→ **Supplied data**
********************

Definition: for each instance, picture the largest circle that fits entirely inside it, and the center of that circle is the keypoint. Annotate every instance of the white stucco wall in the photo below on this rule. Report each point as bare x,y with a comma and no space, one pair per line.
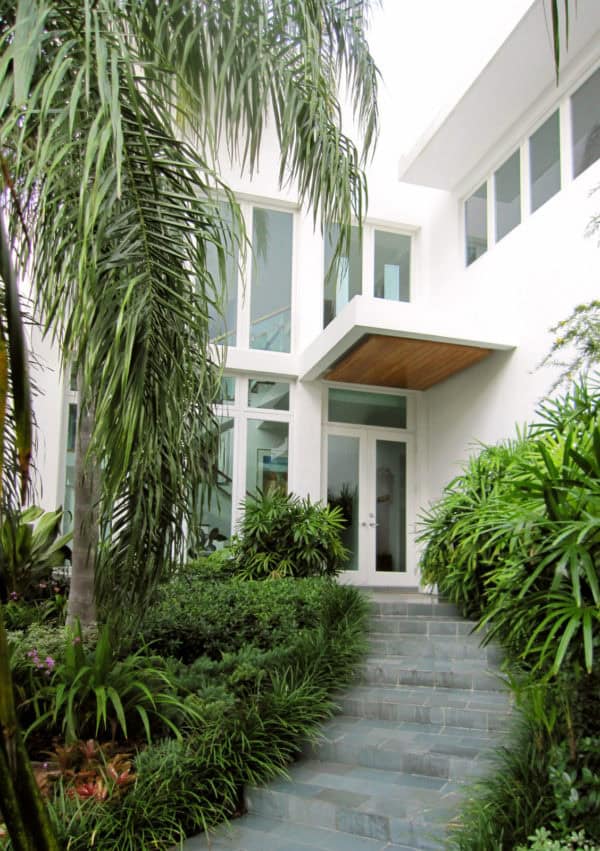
527,282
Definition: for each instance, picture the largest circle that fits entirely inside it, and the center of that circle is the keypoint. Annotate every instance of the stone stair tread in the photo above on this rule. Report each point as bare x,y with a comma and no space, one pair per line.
409,736
382,805
258,833
428,663
389,773
459,698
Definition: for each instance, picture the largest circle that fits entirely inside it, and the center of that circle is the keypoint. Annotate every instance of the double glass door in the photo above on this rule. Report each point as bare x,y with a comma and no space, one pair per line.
369,472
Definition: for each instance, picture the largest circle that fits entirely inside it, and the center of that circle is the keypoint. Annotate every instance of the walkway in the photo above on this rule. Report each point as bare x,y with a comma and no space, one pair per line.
389,772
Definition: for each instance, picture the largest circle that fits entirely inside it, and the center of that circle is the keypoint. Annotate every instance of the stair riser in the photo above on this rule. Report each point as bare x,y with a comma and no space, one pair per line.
273,804
421,609
420,626
471,719
389,759
391,675
439,648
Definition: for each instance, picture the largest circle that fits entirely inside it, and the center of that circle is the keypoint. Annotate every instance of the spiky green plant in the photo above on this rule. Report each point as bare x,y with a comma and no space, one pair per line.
113,114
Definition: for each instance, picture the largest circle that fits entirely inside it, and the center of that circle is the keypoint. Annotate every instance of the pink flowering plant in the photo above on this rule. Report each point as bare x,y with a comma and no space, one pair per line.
94,692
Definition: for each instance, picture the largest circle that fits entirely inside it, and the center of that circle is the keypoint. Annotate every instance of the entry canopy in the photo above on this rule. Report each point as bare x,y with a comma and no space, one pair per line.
517,77
376,342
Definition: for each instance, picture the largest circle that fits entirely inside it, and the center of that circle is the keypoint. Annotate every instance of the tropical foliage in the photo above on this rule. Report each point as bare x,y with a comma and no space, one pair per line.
22,806
31,547
218,722
515,540
113,116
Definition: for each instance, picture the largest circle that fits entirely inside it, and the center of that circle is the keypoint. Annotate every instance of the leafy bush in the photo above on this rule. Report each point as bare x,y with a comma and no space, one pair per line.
544,599
575,780
252,711
462,545
92,692
194,617
284,535
542,841
508,805
516,541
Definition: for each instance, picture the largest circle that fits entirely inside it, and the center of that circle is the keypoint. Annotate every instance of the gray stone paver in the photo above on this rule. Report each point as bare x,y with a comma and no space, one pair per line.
390,772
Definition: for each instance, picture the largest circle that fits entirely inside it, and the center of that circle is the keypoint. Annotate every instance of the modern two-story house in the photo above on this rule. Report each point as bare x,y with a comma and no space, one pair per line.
367,387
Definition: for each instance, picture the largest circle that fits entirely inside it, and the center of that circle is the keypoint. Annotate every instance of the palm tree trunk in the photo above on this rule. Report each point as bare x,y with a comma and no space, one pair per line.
21,803
82,602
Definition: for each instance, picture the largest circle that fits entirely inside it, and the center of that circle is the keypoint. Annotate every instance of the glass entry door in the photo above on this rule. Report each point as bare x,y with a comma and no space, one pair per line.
369,473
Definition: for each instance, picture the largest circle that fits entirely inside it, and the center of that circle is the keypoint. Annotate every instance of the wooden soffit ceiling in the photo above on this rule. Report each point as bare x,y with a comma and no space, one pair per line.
403,362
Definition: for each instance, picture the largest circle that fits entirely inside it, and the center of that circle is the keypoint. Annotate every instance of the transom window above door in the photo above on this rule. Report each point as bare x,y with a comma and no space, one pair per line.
258,310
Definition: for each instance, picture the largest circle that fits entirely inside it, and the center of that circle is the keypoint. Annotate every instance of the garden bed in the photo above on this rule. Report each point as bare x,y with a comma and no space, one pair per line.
142,744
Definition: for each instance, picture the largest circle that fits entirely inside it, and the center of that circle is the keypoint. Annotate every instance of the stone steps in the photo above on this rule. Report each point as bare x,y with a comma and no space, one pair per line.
430,749
421,625
472,674
436,647
475,710
384,805
388,772
257,833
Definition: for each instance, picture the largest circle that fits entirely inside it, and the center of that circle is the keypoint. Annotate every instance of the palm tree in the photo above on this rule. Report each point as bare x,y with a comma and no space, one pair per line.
21,804
112,116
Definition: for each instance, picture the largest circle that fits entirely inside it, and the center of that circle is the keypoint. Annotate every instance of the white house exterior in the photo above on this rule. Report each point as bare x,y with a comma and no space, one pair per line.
371,389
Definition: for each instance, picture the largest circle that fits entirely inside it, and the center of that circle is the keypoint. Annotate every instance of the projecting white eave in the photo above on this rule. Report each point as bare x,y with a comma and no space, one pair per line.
519,74
397,344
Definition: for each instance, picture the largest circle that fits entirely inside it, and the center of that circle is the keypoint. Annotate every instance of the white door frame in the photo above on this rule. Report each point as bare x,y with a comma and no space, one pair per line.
367,575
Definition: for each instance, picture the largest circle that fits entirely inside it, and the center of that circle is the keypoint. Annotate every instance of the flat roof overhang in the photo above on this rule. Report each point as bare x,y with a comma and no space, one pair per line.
517,76
394,344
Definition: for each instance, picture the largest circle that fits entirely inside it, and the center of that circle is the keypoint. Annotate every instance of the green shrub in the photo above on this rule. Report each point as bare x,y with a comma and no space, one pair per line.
575,781
508,805
31,547
253,710
91,692
284,535
516,541
544,598
542,841
195,618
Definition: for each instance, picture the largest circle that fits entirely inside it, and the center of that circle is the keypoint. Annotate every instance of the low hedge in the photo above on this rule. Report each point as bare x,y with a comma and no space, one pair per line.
255,705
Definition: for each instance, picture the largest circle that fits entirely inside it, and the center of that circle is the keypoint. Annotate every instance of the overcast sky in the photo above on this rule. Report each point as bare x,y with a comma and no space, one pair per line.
428,52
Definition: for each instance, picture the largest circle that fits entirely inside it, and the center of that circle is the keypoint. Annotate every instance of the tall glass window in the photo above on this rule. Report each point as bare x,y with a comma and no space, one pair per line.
222,326
343,278
392,266
216,513
274,395
267,456
507,193
585,118
476,224
69,497
342,488
544,162
271,296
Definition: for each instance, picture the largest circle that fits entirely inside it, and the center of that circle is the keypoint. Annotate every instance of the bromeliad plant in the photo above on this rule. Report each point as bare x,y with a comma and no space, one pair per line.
31,547
284,535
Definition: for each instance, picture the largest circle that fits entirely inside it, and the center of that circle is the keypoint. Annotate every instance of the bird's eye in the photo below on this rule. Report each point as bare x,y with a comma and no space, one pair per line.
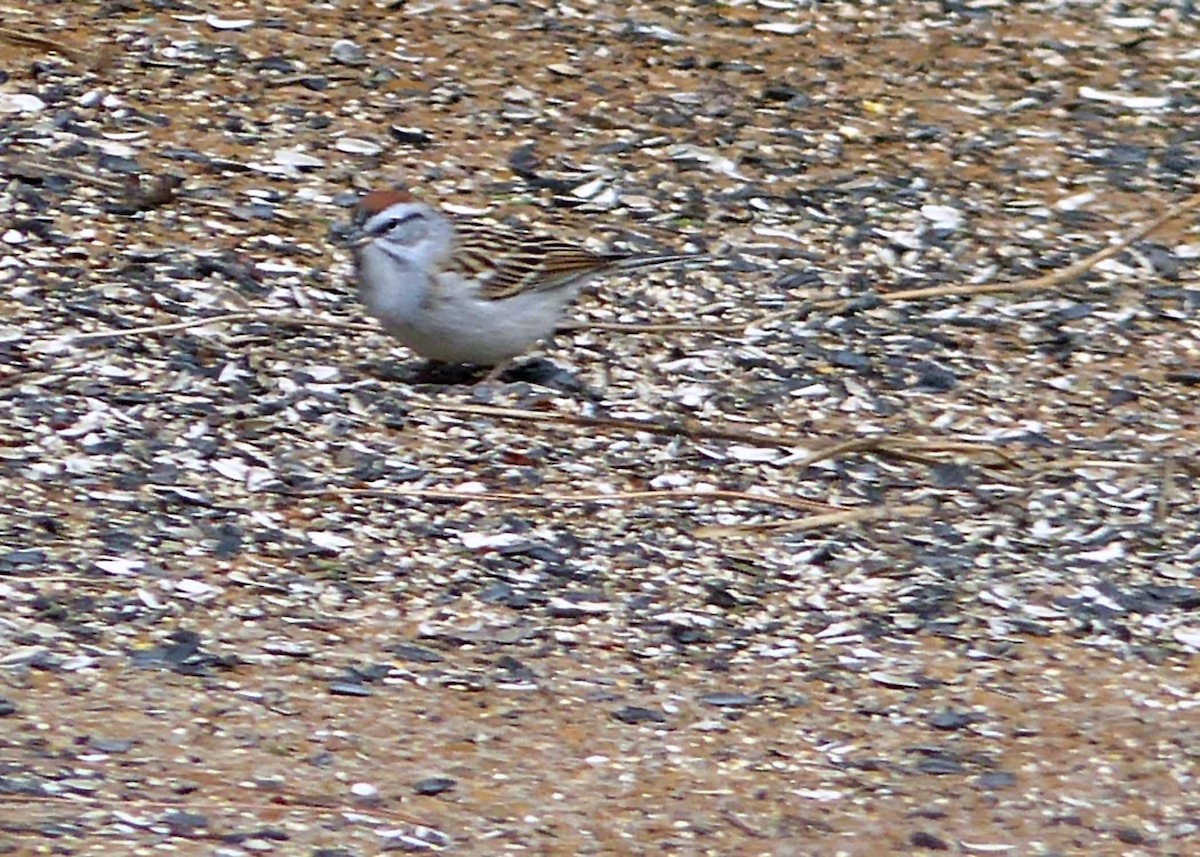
397,221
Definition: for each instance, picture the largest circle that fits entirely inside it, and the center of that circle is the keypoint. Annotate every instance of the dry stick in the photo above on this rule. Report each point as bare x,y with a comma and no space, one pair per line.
30,41
241,316
904,448
1162,508
299,802
564,498
834,519
1037,283
666,328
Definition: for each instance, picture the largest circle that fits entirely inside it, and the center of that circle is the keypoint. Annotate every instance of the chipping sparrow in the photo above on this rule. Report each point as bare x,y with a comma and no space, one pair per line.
469,292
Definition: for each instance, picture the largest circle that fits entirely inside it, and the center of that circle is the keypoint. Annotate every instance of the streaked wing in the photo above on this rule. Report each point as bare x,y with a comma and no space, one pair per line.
509,263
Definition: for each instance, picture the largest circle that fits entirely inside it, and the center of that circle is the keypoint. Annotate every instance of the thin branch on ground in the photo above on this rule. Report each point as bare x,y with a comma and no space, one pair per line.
894,445
28,40
265,316
1048,281
821,521
551,498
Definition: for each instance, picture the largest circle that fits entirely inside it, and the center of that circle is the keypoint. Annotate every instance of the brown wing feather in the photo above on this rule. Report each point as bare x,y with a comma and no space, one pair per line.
510,262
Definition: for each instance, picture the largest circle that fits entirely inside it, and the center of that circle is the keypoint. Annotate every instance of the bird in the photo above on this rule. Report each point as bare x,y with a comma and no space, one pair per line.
463,291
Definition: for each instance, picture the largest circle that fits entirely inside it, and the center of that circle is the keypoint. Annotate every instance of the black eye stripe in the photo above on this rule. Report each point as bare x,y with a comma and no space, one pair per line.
393,222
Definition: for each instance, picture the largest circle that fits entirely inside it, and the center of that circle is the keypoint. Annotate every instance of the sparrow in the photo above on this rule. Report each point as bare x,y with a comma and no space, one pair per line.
468,292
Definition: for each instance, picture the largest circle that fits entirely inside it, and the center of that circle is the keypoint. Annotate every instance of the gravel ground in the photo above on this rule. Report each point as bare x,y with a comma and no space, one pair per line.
877,537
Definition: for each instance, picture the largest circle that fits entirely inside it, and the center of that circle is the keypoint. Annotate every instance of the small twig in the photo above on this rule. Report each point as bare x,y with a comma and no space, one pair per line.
1035,285
898,447
732,819
1163,507
669,495
821,521
29,40
665,328
283,319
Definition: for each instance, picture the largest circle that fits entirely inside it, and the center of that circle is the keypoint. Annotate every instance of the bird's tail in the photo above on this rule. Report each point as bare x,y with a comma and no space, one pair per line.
633,263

********************

→ **Description of the task**
Take the line that contains "of the sparrow" and each line after it down to the last of the records, and retype them exactly; add nothing else.

→ **Solution to this task**
Definition: for each instance, picture the largest circle that fits entirely inside it, and the center of that circle is the keypoint. Annotate every instance of the sparrow in the photo above on this rule. Report each point as bare x,y with a comma and no space, one pair per line.
468,292
Definition: for each instance, picture the largest circle that fits entirely inside it, and the center of that circle is the keypoint. Annotate every instance of the gravel ground in the photo above on this rule. Report each point as bare x,y with a comma and no space, one pair per line.
877,537
Definition: for each instance, picture the largest circle that fits entirely inside it, and the center of that circle is the keypoint. Annotate every instance of the small twig in the photo above on this rule. Report each point as bare x,y with a comma and no space, one pair per line.
1035,285
898,447
732,819
1163,507
669,495
821,521
29,40
665,328
283,319
Definition: for each instance, picture the largest circle that fits entirely inside it, and the center of that circle is the keypoint. Annotate every instance of the bird's tail in the photo above on this rule. Report each point as bare x,y with a comma and no space, one pair per line.
633,263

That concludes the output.